Object position labeling entries:
::::
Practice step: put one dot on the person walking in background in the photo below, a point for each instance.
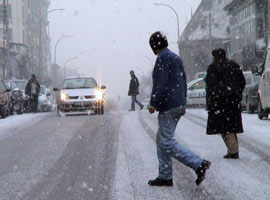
(134, 91)
(225, 83)
(32, 89)
(169, 98)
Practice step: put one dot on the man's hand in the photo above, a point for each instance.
(151, 109)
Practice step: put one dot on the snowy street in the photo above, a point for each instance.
(113, 156)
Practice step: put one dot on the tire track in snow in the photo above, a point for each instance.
(187, 176)
(201, 121)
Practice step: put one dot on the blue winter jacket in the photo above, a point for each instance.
(169, 82)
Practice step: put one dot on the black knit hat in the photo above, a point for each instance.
(158, 41)
(219, 53)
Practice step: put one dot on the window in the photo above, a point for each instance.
(198, 85)
(9, 15)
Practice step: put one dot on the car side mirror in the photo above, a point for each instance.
(103, 87)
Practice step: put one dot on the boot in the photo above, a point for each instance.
(201, 171)
(232, 156)
(161, 182)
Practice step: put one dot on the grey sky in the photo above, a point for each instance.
(110, 34)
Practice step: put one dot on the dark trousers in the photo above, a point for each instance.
(231, 142)
(34, 103)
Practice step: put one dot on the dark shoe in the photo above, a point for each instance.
(232, 156)
(201, 171)
(161, 182)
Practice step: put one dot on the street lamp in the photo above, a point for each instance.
(68, 60)
(161, 4)
(55, 48)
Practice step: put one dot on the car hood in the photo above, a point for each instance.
(79, 92)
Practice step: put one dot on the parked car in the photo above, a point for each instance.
(21, 84)
(4, 100)
(196, 94)
(250, 93)
(44, 101)
(264, 87)
(16, 97)
(80, 95)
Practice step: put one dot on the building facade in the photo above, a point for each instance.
(206, 30)
(248, 31)
(25, 29)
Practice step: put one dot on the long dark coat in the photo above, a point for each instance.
(133, 86)
(29, 86)
(225, 83)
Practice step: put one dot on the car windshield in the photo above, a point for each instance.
(20, 84)
(76, 83)
(7, 84)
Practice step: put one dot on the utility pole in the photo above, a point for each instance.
(210, 37)
(6, 36)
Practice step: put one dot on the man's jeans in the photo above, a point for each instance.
(168, 147)
(133, 101)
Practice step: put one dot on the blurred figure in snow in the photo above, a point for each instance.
(169, 98)
(134, 91)
(32, 89)
(225, 83)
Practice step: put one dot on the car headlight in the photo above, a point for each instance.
(64, 97)
(99, 95)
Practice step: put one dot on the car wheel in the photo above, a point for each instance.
(261, 112)
(250, 110)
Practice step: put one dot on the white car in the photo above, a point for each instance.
(79, 95)
(196, 94)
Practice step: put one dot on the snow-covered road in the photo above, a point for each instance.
(246, 178)
(113, 156)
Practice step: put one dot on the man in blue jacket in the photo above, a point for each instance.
(169, 98)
::::
**Given task**
Each record must be quoted in full and exactly. Do not include the pictures.

**Completed task**
Practice step: put one dot on the person walking in background in the photo below, a point for each instance.
(134, 91)
(225, 83)
(32, 89)
(169, 98)
Practice step: put one dot on the man's hand in the photo above, a point for each instance.
(151, 109)
Practice step: put one dot on the snowy street in the photo above, a point for each instance.
(113, 156)
Practice step: put one dot on the tire track in snow in the photo above, a point for each instance.
(187, 176)
(201, 121)
Practice step: put one dot on the blue winter jacket in the photo above, a point for each instance.
(169, 82)
Practice step: put one dot on the black knit hat in the photo above, a point for each instance.
(158, 41)
(219, 53)
Practice step: put one dot on the window in the photo above, a point for each instance.
(198, 85)
(9, 15)
Practice step: put one dot on the car side mirror in the photo above, a point for each instance.
(103, 87)
Practice step: put one dot on the boot in the photo above, a point for each instance.
(201, 171)
(232, 156)
(161, 182)
Practice step: put one dot on the grey sky in the photo above, a point for each instance.
(110, 34)
Practice step: put one dot on the dark trousers in the photo above, a point for each instance.
(231, 142)
(34, 103)
Practice step: put one dot on the dark shoe in the photo above, a point for each instance.
(232, 156)
(201, 171)
(161, 182)
Practice step: put one dot on the street lamp in the photo above, a point for each instance.
(68, 60)
(161, 4)
(55, 48)
Practice step: put one dot on the car hood in the photo above, a point for each instance.
(79, 92)
Practice step: put one dot on the parked car in the photo above, a point for each instance.
(21, 84)
(4, 100)
(196, 94)
(250, 93)
(44, 101)
(264, 87)
(16, 97)
(80, 95)
Practice step: put one dot on the building facade in the photo above, a point for each instance.
(206, 30)
(248, 31)
(25, 29)
Practice step: put one dot on the long dark coat in the photo above, a point for each instance.
(133, 86)
(29, 86)
(225, 83)
Practice step: put one dot on the car windshield in the photo above, a point for each instance.
(20, 84)
(76, 83)
(7, 84)
Practice step: put one dot on the utility pole in the photo above, a point for each instance.
(210, 37)
(6, 36)
Practice step: put one dot on the man's jeans in the photo above, a point for each instance.
(168, 147)
(133, 101)
Practice step: put one dot on the blurred figure in snow in the photo above, a point for each instance.
(169, 98)
(134, 91)
(32, 89)
(225, 83)
Practice step: put one dot on the car headlight in the photo above, a point for each instance.
(64, 97)
(99, 95)
Practice step: put one dot on the car wheel in the photo above, a point for each instance.
(261, 112)
(250, 110)
Practice step: put one dot on the white car in the photo above, a point for each instance.
(79, 95)
(196, 94)
Practice step: put one dot on the snow-covered road in the photo above, a point for each instance.
(246, 178)
(113, 156)
Practice step: put one dot on the man in blue jacket in the photo above, a point for each instance.
(169, 98)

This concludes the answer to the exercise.